**The task**:
Please filter the listing below and copy out every line that contains the word "wispy". Case counts, so only lines whose letters match it in uppercase and lowercase qualify.
[Start Record extracts]
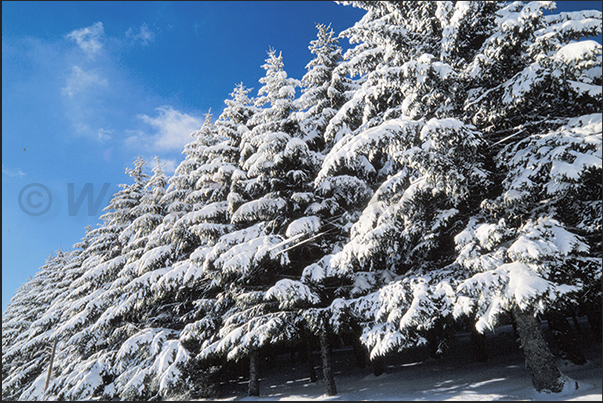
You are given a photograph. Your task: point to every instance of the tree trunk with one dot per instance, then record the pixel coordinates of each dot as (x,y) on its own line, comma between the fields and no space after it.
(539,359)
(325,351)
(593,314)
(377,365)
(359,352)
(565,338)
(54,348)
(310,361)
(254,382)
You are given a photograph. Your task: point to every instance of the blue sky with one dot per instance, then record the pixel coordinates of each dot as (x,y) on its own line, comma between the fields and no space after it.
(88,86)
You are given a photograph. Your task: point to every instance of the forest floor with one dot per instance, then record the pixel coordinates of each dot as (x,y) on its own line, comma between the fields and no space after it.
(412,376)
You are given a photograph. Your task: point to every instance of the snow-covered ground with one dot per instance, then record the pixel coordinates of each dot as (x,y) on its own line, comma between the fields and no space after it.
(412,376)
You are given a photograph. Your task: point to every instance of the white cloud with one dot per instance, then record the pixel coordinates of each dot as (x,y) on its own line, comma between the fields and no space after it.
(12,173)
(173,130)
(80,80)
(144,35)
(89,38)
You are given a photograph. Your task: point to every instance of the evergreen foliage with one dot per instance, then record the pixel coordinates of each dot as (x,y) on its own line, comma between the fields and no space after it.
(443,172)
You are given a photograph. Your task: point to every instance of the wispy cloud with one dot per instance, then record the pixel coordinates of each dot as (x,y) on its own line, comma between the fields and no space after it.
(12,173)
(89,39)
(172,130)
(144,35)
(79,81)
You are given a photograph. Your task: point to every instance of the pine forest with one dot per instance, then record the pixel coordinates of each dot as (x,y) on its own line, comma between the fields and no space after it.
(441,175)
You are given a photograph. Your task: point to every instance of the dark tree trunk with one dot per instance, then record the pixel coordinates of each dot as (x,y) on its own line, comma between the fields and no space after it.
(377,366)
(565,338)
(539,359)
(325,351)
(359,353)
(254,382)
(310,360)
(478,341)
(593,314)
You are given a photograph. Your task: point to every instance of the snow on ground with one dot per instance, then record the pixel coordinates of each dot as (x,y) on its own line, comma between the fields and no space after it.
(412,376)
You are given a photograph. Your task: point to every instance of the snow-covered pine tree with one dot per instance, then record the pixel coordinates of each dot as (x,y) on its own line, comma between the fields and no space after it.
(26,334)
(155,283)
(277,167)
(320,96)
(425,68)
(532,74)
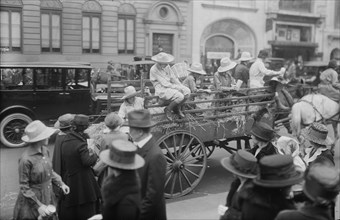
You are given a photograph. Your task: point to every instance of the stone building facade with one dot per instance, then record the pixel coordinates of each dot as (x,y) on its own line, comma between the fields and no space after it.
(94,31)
[End Record extracts]
[Start Record extracts]
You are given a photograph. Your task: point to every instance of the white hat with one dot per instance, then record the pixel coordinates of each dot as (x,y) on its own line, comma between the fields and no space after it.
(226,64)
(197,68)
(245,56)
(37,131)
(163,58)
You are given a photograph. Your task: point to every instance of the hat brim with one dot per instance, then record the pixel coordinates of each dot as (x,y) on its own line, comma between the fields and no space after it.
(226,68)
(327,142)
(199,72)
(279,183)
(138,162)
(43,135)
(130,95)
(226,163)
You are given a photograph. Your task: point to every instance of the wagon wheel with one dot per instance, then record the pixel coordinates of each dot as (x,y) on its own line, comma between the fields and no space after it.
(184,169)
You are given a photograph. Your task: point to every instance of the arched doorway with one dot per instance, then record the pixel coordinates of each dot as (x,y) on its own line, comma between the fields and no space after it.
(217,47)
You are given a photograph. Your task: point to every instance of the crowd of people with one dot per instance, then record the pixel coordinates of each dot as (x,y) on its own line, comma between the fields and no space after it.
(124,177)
[End Record extracts]
[Start Record extracts]
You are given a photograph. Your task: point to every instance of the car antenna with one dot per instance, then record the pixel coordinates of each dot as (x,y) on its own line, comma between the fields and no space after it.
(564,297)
[End Record extracts]
**Problem solution**:
You are given a photograph. Your task: point to every instance of the wispy cloud with one dot per instance, then record the pixel coordinates of each dot as (x,y) on its own line, comma between the fields and no space after it.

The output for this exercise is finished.